_ACTIONS À MENER_
(a) Recopiez mot pour mot l'intégralité du texte sur l'astrologie et les astronomes.
(b) Déterminez combien de lignes des enregistrements contiennent la chaîne "track", en tenant compte de la casse. Indiquez uniquement ce nombre.

_PAGE_
***
De bien curieux arguments de la part des astronomes
Reconnaissons que les arguments des astronomes, ou des rationalistes en général, contre l’astrologie, manquent d’originalité. Souvent techniques, pointillistes, ils ne sont guère plus efficaces qu’un coup d’épée dans l’eau. L’article qui suit est de Didier Barthès, astronome, membre du conseil d’administration du CALA (Club d’Astronomie de Lyon Ampère). Il y développe un argumentaire original, avec les écueils à éviter face aux adeptes de l’astrologie. J’ai découvert son article dans la Gazette du CALA n° 65 (juillet 2002). Didier s’occupe des formations théoriques pour adultes – formations qui rencontrent un grand succès. Je le remercie de m’avoir autorisée à publier son article sur mon blog.
Agnès
De bien curieux arguments de la part des astronomes Didier Barthès
Parler d’astrologie reste un exercice délicat. Face à un auditoire adepte des horoscopes vous vous heurtez à un mur d’incompréhension et face à un public d’astronomes, vous ne prêchez qu’à des convaincus. C’est inutile et généralement ennuyeux. C’est pourquoi je vous propose d’aborder aujourd’hui une troisième voie, parler à des astronomes, oui, mais justement pour critiquer la façon dont ceux-ci rejettent habituellement les vues des astrologues. Passionnés d’astronomie et sûrs de notre bon droit, il me semble que nous répondons parfois aux astrologues d’une manière un peu légère. Nous utilisons des arguments qui, insidieusement, pourraient se révéler en leur faveur. J’illustrerai cette dérive par deux exemples : la nature des constellations et la réalité des actions à distance.
***
_DONNÉES PRÉSENTÉES_
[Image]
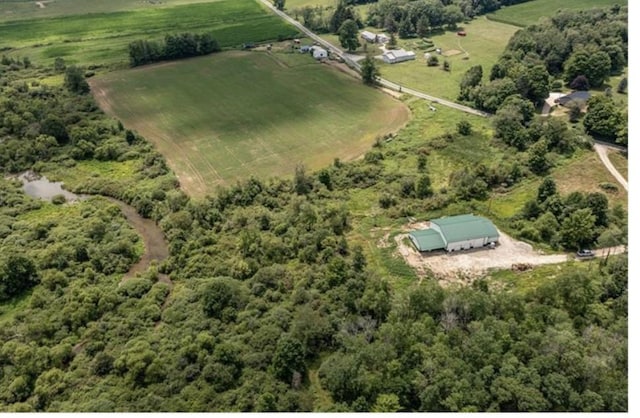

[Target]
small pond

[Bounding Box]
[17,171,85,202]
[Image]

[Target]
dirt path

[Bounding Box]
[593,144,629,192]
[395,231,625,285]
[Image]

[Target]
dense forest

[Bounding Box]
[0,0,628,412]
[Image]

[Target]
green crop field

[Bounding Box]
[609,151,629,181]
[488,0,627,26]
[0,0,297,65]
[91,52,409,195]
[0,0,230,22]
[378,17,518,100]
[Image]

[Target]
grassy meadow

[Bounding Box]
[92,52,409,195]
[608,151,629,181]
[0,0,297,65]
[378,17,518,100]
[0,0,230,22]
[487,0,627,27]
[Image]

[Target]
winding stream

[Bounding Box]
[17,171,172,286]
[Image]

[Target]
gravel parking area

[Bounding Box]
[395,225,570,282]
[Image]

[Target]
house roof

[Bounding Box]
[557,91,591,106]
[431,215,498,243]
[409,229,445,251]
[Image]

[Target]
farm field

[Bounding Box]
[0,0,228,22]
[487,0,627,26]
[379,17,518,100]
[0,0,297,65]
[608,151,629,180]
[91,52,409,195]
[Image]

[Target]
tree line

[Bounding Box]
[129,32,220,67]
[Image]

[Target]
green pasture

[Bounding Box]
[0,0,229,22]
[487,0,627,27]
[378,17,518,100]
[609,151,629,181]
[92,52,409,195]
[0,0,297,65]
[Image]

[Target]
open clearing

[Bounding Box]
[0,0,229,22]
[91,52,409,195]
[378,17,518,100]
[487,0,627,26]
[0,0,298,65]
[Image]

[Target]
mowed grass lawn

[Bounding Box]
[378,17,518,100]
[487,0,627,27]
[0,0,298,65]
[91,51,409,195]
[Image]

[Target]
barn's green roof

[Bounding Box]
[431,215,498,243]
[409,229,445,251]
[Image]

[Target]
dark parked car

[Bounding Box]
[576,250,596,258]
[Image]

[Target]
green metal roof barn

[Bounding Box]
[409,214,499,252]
***
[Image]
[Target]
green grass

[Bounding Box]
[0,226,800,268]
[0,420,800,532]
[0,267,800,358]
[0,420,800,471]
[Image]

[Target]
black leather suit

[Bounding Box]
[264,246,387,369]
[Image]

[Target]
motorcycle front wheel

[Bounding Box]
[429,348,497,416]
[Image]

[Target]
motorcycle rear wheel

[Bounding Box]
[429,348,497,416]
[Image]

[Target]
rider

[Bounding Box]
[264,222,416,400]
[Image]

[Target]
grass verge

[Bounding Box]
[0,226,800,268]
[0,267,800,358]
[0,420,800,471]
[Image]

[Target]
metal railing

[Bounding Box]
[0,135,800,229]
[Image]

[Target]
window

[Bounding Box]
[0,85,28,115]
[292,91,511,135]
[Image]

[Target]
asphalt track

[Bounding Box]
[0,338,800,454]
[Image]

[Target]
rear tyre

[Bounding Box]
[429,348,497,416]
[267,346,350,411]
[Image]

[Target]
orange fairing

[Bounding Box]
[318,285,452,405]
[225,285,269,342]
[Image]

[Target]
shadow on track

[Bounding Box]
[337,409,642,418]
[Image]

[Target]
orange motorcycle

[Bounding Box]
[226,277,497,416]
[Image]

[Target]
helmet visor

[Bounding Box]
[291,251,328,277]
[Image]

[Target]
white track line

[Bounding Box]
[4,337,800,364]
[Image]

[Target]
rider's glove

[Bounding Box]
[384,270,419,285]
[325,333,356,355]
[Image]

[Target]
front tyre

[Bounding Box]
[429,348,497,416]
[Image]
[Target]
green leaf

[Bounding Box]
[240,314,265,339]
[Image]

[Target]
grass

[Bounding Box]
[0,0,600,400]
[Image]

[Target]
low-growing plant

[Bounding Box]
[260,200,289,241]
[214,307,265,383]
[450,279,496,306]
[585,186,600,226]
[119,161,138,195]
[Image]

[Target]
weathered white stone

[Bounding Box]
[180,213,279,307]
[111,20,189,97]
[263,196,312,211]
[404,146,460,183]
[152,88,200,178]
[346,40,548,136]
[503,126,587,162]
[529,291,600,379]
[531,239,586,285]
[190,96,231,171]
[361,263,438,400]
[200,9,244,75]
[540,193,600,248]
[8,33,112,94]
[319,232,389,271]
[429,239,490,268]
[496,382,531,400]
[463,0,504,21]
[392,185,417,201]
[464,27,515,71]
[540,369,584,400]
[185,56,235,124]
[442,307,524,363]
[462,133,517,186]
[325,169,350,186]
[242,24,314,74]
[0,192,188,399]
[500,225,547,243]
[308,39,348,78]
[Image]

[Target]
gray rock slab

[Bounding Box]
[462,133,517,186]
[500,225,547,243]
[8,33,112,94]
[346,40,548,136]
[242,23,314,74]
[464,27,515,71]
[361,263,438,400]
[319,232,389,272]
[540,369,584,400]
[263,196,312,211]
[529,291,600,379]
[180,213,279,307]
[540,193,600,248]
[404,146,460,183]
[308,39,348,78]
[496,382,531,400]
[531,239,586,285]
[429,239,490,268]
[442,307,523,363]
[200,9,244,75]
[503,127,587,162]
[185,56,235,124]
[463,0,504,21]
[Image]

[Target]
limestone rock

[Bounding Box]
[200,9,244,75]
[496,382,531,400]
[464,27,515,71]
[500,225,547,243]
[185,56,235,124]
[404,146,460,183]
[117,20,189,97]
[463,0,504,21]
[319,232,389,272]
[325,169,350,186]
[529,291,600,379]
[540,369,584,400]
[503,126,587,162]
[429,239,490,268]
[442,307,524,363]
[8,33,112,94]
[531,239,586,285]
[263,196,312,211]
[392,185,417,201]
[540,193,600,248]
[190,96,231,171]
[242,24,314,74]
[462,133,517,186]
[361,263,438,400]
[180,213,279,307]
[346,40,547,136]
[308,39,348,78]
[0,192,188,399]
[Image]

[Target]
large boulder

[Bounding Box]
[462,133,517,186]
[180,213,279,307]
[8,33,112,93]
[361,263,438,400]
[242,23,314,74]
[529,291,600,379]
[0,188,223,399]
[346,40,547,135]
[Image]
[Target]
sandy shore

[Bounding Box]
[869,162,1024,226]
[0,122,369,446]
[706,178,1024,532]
***
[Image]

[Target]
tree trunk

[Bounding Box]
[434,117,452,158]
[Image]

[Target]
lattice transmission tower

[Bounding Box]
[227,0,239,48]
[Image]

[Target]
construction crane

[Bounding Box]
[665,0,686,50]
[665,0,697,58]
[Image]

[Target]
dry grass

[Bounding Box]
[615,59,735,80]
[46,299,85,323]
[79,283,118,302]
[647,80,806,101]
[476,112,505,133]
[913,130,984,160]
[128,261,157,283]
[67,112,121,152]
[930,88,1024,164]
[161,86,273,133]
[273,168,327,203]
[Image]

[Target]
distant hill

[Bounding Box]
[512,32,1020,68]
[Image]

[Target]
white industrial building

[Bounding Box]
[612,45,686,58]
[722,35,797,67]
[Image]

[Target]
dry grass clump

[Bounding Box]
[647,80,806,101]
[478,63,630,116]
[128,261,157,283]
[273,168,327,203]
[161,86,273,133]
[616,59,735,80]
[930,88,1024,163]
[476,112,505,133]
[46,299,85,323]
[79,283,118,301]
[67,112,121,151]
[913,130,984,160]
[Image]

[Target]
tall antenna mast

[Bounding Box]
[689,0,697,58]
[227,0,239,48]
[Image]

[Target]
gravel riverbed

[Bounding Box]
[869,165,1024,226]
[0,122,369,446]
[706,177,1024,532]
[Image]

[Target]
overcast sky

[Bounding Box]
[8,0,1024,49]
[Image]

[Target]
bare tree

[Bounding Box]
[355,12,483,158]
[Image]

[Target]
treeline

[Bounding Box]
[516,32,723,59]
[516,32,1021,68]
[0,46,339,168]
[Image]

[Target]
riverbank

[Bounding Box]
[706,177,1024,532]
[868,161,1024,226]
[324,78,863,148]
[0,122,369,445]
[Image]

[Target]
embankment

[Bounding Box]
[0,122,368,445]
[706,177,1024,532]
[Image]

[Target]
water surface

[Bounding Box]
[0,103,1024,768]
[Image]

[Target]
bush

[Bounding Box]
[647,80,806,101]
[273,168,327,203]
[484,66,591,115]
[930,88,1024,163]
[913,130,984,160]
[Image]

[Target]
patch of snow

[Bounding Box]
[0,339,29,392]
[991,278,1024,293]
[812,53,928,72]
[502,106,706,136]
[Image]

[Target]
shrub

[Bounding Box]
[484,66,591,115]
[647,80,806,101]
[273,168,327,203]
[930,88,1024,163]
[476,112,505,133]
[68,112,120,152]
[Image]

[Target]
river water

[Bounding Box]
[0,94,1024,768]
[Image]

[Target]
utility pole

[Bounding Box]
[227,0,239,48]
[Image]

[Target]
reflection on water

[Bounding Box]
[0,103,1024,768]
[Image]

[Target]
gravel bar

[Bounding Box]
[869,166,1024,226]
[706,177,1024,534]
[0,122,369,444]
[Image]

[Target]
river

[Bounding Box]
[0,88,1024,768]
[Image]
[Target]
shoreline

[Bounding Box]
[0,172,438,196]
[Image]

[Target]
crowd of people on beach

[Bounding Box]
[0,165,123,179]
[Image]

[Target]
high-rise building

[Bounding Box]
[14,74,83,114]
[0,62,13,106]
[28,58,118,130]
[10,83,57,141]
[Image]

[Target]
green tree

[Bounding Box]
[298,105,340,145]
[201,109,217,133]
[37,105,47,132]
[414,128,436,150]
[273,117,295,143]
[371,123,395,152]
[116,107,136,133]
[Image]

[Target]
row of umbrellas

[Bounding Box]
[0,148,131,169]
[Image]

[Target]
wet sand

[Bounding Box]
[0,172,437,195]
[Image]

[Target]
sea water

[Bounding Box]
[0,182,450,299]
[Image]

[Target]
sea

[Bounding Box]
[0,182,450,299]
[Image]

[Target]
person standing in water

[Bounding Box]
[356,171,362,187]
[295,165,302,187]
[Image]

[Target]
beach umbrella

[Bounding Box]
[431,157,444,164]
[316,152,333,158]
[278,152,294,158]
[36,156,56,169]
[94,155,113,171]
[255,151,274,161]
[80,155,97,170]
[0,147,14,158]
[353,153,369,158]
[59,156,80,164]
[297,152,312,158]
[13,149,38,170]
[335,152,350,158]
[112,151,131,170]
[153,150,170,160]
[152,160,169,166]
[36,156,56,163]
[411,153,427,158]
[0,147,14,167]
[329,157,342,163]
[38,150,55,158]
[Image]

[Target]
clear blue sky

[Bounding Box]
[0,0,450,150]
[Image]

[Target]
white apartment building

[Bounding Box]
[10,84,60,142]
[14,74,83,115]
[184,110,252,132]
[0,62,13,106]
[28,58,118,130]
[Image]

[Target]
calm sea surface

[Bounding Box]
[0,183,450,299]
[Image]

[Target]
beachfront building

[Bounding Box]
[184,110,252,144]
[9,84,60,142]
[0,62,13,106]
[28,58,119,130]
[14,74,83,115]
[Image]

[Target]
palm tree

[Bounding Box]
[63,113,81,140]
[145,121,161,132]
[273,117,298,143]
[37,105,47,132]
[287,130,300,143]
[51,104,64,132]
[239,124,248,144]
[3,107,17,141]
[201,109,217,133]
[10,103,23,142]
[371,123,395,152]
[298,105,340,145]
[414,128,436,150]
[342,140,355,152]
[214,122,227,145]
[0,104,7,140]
***
_RÉSULTATS DE L'EXERCICE_
(a)
De bien curieux arguments de la part des astronomes
Reconnaissons que les arguments des astronomes, ou des rationalistes en général, contre l’astrologie, manquent d’originalité. Souvent techniques, pointillistes, ils ne sont guère plus efficaces qu’un coup d’épée dans l’eau. L’article qui suit est de Didier Barthès, astronome, membre du conseil d’administration du CALA (Club d’Astronomie de Lyon Ampère). Il y développe un argumentaire original, avec les écueils à éviter face aux adeptes de l’astrologie. J’ai découvert son article dans la Gazette du CALA n° 65 (juillet 2002). Didier s’occupe des formations théoriques pour adultes – formations qui rencontrent un grand succès. Je le remercie de m’avoir autorisée à publier son article sur mon blog.
Agnès
De bien curieux arguments de la part des astronomes Didier Barthès
Parler d’astrologie reste un exercice délicat. Face à un auditoire adepte des horoscopes vous vous heurtez à un mur d’incompréhension et face à un public d’astronomes, vous ne prêchez qu’à des convaincus. C’est inutile et généralement ennuyeux. C’est pourquoi je vous propose d’aborder aujourd’hui une troisième voie, parler à des astronomes, oui, mais justement pour critiquer la façon dont ceux-ci rejettent habituellement les vues des astrologues. Passionnés d’astronomie et sûrs de notre bon droit, il me semble que nous répondons parfois aux astrologues d’une manière un peu légère. Nous utilisons des arguments qui, insidieusement, pourraient se révéler en leur faveur. J’illustrerai cette dérive par deux exemples : la nature des constellations et la réalité des actions à distance.

(b) 3